| Aim of the exercise |
Go through the entries and copy every line that has the string "instance" in it.

- Opening Delimiter -

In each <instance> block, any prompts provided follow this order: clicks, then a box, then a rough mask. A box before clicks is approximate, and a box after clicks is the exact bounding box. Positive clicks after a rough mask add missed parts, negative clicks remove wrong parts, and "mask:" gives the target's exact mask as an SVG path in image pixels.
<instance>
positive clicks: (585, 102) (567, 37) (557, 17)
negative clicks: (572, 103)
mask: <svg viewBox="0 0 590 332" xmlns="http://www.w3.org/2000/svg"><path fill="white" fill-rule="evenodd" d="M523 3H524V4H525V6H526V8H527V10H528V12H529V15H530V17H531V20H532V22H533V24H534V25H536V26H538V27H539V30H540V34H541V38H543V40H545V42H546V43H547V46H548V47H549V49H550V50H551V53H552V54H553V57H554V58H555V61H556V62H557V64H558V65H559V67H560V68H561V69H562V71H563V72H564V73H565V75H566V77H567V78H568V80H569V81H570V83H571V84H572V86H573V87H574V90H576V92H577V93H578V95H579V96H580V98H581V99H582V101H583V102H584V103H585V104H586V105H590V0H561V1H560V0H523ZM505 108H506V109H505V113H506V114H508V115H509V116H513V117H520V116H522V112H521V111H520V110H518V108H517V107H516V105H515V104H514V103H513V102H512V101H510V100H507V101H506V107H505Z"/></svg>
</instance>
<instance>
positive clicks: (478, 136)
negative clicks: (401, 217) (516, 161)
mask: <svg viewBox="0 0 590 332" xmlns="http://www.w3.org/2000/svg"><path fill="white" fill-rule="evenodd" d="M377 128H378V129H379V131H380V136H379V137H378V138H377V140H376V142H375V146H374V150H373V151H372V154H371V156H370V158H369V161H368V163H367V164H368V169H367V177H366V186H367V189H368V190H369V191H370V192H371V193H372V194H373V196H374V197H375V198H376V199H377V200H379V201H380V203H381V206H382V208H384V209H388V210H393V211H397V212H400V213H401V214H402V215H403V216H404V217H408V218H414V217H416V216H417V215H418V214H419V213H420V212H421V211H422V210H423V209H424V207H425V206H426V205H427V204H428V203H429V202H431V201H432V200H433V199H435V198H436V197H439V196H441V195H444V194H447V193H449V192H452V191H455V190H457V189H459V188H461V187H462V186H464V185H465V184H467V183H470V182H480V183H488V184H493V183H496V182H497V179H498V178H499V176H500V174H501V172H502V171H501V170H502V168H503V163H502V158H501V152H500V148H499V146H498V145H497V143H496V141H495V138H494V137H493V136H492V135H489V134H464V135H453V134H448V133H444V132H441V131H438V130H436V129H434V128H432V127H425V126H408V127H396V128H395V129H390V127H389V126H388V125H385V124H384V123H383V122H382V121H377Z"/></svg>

- Closing Delimiter -

| Solution to this problem |
In each <instance> block, any prompts provided follow this order: clicks, then a box, then a rough mask. A box before clicks is approximate, and a box after clicks is the exact bounding box. Positive clicks after a rough mask add missed parts, negative clicks remove wrong parts, and "mask:" gives the target's exact mask as an SVG path in image pixels.
<instance>
</instance>
<instance>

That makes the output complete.